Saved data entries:
☆ ☆ ☆
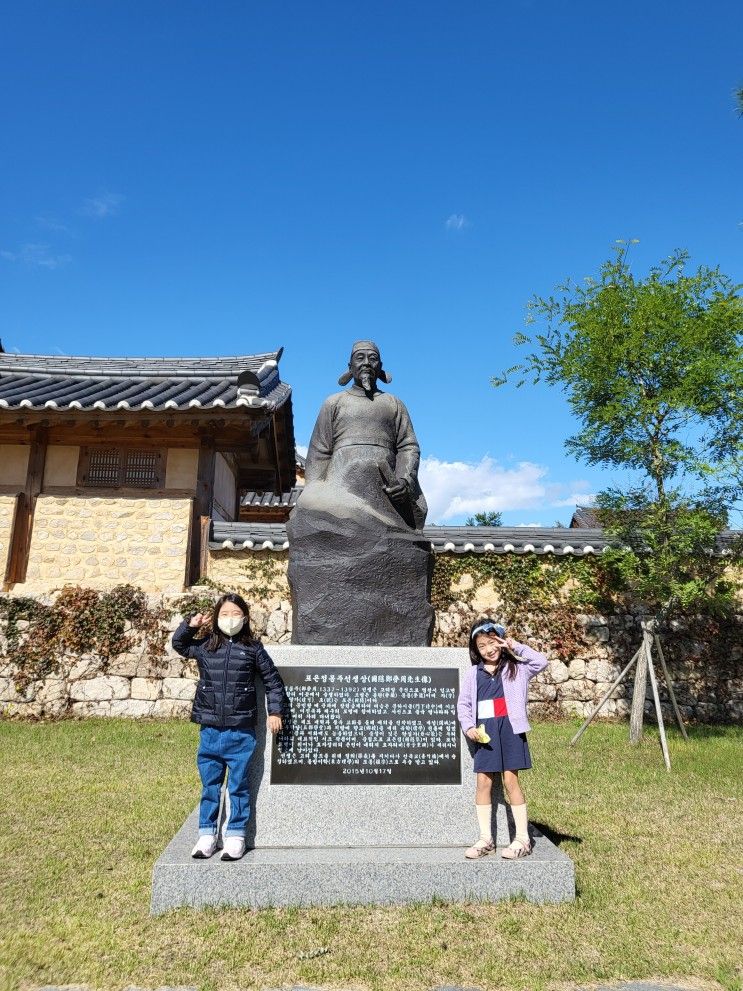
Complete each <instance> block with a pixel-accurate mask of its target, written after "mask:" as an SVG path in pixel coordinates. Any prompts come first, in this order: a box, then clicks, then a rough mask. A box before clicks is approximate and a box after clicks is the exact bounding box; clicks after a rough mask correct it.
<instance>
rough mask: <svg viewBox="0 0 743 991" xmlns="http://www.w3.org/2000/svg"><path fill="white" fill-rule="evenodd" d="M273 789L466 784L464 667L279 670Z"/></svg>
mask: <svg viewBox="0 0 743 991" xmlns="http://www.w3.org/2000/svg"><path fill="white" fill-rule="evenodd" d="M279 670H280V672H281V676H282V678H283V679H284V683H285V685H286V691H287V695H288V696H289V703H290V709H291V714H290V716H289V718H288V719H287V720H286V721H285V728H284V731H283V732H282V733H280V734H279V735H278V737H277V738H276V743H275V745H274V747H273V748H272V753H271V784H272V785H343V784H353V785H358V784H364V785H372V784H381V785H383V784H388V785H400V784H405V785H407V784H414V785H432V784H433V785H459V784H460V783H461V774H462V771H461V754H460V732H459V724H458V722H457V716H456V700H457V692H458V688H459V672H458V670H457V669H456V668H450V669H447V668H444V669H432V670H426V669H421V668H417V669H416V668H413V669H411V668H410V667H403V668H392V667H385V668H380V667H374V668H356V667H354V668H349V667H290V666H284V665H281V666H280V667H279Z"/></svg>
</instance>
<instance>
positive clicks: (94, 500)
☆ ☆ ☆
_What this task involves_
Return all entries preceding this task exactly as they stand, leaving any picture out.

_Output for this exercise_
Complete each <instance> block with a pixel-accurate mask of its target, written after "mask:" as an SVG path in pixel coordinates. Any prompts come first, in this order: a box, then clicks, then a rough mask. A box before clicks is approximate and a box after clicks is the exact bounding box; clicks after a rough mask correct it.
<instance>
rough mask: <svg viewBox="0 0 743 991" xmlns="http://www.w3.org/2000/svg"><path fill="white" fill-rule="evenodd" d="M273 789L466 784L464 667L279 670Z"/></svg>
mask: <svg viewBox="0 0 743 991" xmlns="http://www.w3.org/2000/svg"><path fill="white" fill-rule="evenodd" d="M279 670H280V672H281V676H282V678H283V679H284V683H285V685H286V691H287V695H288V696H289V703H290V709H291V714H290V716H289V718H288V719H287V720H286V721H285V728H284V731H283V732H282V733H280V734H279V735H278V737H277V738H276V743H275V745H274V747H273V748H272V753H271V784H272V785H343V784H353V785H358V784H364V785H372V784H381V785H383V784H388V785H400V784H405V785H407V784H414V785H432V784H433V785H459V784H460V783H461V774H462V771H461V754H460V732H459V724H458V722H457V716H456V700H457V692H458V688H459V672H458V670H457V669H456V668H450V669H447V668H444V669H432V670H426V669H421V668H417V669H416V668H413V669H411V668H410V667H403V668H392V667H385V668H380V667H374V668H356V667H354V668H349V667H290V666H284V665H281V666H280V667H279Z"/></svg>
</instance>
<instance>
positive clicks: (94, 500)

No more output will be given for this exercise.